(Collected data)
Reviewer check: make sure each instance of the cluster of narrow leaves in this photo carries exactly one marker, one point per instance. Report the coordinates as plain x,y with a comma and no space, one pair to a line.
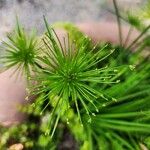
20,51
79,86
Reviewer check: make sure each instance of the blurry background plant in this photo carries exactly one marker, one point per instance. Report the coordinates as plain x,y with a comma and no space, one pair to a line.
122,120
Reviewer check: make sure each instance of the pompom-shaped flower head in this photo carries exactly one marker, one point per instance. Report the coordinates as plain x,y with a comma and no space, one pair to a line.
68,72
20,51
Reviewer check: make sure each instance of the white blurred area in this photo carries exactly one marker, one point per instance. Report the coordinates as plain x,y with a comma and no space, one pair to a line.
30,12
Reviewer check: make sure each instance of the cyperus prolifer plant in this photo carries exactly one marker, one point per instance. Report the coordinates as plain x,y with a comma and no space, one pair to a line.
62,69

--

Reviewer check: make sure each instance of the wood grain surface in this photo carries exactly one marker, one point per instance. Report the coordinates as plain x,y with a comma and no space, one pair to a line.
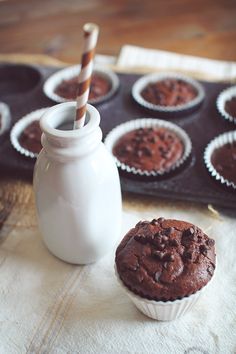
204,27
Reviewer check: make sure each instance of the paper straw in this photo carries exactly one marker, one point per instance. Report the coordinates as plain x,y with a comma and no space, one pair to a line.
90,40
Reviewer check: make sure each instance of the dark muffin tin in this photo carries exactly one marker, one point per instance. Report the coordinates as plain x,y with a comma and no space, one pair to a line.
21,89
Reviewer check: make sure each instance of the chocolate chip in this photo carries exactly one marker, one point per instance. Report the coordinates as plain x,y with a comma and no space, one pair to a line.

▶ [WHAT IS BEING ASKED]
Rewrite the part that opens with the line containing "Reviewer check: make sure each instance of the wood" and closes with the line containing "Reviewer check: make sure each instance of the chocolate", swapping "in this photo" for "in this image" and keeping everything else the same. Leave the pictures out of your output.

▶ [OUTPUT OF THE EXERCISE]
Reviewer check: make sure each instance of the wood grain surface in this image carries exactly one marker, one point per instance. Report the coordinates as plain x,y with a comma and no space, one pair to a line.
204,27
Reviewer check: make sure each instance of the paper straw in this image carries exactly one marker, one point per instance. Report the coordinates as plain x,y with a comma and no space, one pair to a line.
90,40
Reviewer check: make sure each instance of the dark muffin tin in this image carries exactly one marker, one point per instance. Report the coordinates as plain x,y with a comma and no space, one pair to a line.
21,89
Reviewer check: make sure each instance of the chocolate chip in this image carries exactly one marker, one point per instance. Report the coordinates as plain x,y with a comma and no space, one pair to a line.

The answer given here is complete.